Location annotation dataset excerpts
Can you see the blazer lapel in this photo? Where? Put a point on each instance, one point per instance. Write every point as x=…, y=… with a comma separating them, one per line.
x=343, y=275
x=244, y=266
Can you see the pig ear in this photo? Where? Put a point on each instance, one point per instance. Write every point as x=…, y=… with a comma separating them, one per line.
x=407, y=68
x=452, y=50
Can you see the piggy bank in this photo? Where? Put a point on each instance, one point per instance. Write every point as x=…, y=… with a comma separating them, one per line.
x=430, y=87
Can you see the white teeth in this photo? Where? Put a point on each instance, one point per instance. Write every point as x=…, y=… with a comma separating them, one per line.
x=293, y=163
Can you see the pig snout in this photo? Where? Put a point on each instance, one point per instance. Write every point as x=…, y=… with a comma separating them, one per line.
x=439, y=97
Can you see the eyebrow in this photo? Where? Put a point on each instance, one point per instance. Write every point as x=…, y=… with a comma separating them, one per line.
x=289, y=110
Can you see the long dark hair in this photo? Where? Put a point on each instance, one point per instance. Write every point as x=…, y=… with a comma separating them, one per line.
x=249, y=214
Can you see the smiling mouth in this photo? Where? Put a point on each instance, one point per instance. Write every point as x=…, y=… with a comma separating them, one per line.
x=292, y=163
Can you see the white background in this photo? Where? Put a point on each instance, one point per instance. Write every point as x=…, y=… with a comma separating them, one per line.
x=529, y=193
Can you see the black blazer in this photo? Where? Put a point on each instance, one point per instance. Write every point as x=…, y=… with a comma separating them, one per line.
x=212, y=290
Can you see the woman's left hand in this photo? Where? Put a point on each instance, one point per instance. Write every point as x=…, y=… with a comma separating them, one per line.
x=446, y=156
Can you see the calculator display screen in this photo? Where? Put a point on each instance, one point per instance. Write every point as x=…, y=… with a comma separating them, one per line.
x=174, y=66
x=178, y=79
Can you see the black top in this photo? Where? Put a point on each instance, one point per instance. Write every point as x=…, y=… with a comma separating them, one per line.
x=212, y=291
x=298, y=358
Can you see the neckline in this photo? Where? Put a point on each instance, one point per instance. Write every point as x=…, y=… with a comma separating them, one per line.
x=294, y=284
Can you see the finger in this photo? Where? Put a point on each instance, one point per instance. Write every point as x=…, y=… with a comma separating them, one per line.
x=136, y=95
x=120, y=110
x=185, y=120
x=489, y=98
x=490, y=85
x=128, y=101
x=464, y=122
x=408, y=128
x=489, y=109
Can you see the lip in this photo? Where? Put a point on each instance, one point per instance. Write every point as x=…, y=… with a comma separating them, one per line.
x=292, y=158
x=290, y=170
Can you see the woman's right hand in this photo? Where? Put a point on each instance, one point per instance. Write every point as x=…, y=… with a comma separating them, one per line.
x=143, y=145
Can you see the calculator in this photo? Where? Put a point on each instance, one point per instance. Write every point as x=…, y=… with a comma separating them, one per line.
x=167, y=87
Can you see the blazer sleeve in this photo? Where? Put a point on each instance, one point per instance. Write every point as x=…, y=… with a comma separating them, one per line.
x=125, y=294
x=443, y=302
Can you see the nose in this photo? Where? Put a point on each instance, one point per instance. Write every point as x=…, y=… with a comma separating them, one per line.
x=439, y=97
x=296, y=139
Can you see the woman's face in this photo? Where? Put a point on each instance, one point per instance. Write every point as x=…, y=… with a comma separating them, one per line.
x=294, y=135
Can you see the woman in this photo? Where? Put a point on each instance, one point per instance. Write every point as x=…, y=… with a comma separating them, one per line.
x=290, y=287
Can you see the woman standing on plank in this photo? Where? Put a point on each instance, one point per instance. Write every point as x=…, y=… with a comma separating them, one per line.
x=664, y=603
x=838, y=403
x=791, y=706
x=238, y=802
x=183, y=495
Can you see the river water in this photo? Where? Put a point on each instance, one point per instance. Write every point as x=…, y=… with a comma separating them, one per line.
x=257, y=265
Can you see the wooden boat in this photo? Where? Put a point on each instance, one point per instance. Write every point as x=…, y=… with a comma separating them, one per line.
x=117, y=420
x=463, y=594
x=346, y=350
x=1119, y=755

(Given exercise)
Rewrite every line of the rows above as one numbered list, omitting any blank lines.

(Response to this task)
1. Can you see the blazer lapel in this photo? Where? Put a point on each instance, one point per instance. Write every point as x=…, y=… with a comma separating them, one per line.
2. x=343, y=275
3. x=244, y=266
4. Can you see the pig ear in this photo? Where? Put a point on each instance, one point per instance. Write every point as x=…, y=… with a comma separating them, one per line.
5. x=407, y=68
6. x=452, y=50
7. Can you see the piggy bank in this photo? Where? Put a point on each instance, one point per instance. Write every point as x=…, y=… with a comma separating them, one per line.
8. x=430, y=87
9. Can you see the white teeth in this photo? Where? Put a point on each instance, one point per instance. Write every point as x=…, y=… with a comma separating them, one per line.
10. x=293, y=163
11. Can you see the pig snout in this photo? Where? Put a point on each instance, one point per instance. Write every point as x=…, y=… with a comma separating them, one per line.
12. x=439, y=97
13. Can you see the eyebrow in this photo? Where? Put a point on each instance, one point per instance. Write every point as x=…, y=… with a comma separating them, one per line.
14. x=289, y=110
15. Can you see the long dark hair in this photo? Where? Put a point on each instance, one point per instance. Write every point as x=…, y=… with a comma separating them, one per line.
16. x=249, y=214
17. Can you see the smiling mouth in this photo? Where? Put a point on each instance, one point per instance. Write every point as x=…, y=… with a comma separating them, one per line.
18. x=292, y=163
19. Can you see the white background in this photo? Where? Put a point on each instance, one point per instance. Write every point as x=…, y=… with a comma separating them, one per line.
20. x=529, y=193
21. Can you see the black blazer in this photo? Where? Put a point on each instance, one point per instance. Write every point as x=…, y=… with a comma separating them, one per line.
22. x=212, y=290
23. Can you see the woman's left hand in this photo? Where? Put a point on each instance, one point per instance. Write every point as x=…, y=… with a comma separating them, one per line.
24. x=446, y=156
25. Can you see the calculator display screen in this photo? Where? Put a point on each instance, one point per instance. Write every point as x=…, y=… with a comma separating them, one per line.
26. x=174, y=66
27. x=178, y=79
28. Can you see the black top in this photo? Where? Put a point on each instance, one point per instance. Write every point as x=…, y=… with a comma separating them, one per line.
29. x=212, y=291
30. x=298, y=358
31. Can you see the neckline in this photo? Where? Put a point on each instance, one point per instance. Write every point as x=…, y=… with a comma separating them, one per line.
32. x=294, y=284
33. Can you see the finger in this photo? Where? Put a point on each instance, one point per instance. Write every point as x=…, y=… with a comma separating them, one per line.
34. x=136, y=95
35. x=120, y=110
36. x=185, y=120
37. x=489, y=98
38. x=490, y=85
39. x=128, y=101
40. x=464, y=122
41. x=408, y=128
42. x=489, y=109
43. Can you see the lip in this photo? Where? Put a point on each instance, one point per instance. Write every point as x=…, y=… with a comma separating them, one per line.
44. x=292, y=158
45. x=290, y=170
46. Can you see the woman's right hand in this photo? Where? Put a point on each instance, one point per instance. Write every point as x=…, y=… with a comma separating them, one per line.
47. x=143, y=145
48. Can you see the calculator in this photo? Where? Put a point on each instance, one point per instance. Write every point as x=…, y=… with a comma separating them, one per line.
49. x=167, y=87
50. Can you see the blazer sleeve in this photo? Where? Put a point on each instance, one point per instance. Write every point as x=…, y=… with a comma separating them, one per line.
51. x=125, y=294
52. x=443, y=302
53. Can you see the nose in this photo? Where? Put a point on each instance, one point per instance. Write every point as x=…, y=… with a comma separating them, one per line.
54. x=439, y=97
55. x=296, y=139
56. Can you see the woman's face in this photo? Where? Put a point on each instance, one point per instance. Write every point as x=…, y=… with a comma separating them, one per line.
57. x=294, y=135
58. Can you see the woman in this photo? Where? Put a point on each instance, one point per instance. Write every point as x=…, y=… with a comma separating them, one per line.
59. x=290, y=287
60. Can you see the woman standing on plank in this photo? Where? Put a point on each instance, one point per instance. Write every point as x=…, y=… with a comma separating them, one per line.
61. x=664, y=603
62. x=838, y=403
63. x=791, y=706
64. x=238, y=802
65. x=183, y=495
66. Can you see the river water in this photo? Where? Put a point on each instance, one point per instance. Write every point as x=…, y=… with a comma separating them, one per line.
67. x=257, y=265
68. Can you see the wooden boat in this photo? Where? Put a point on each instance, one point per instance. Write every point as x=…, y=… with a comma separating them, one per line.
69. x=117, y=420
70. x=463, y=594
71. x=346, y=350
72. x=1119, y=755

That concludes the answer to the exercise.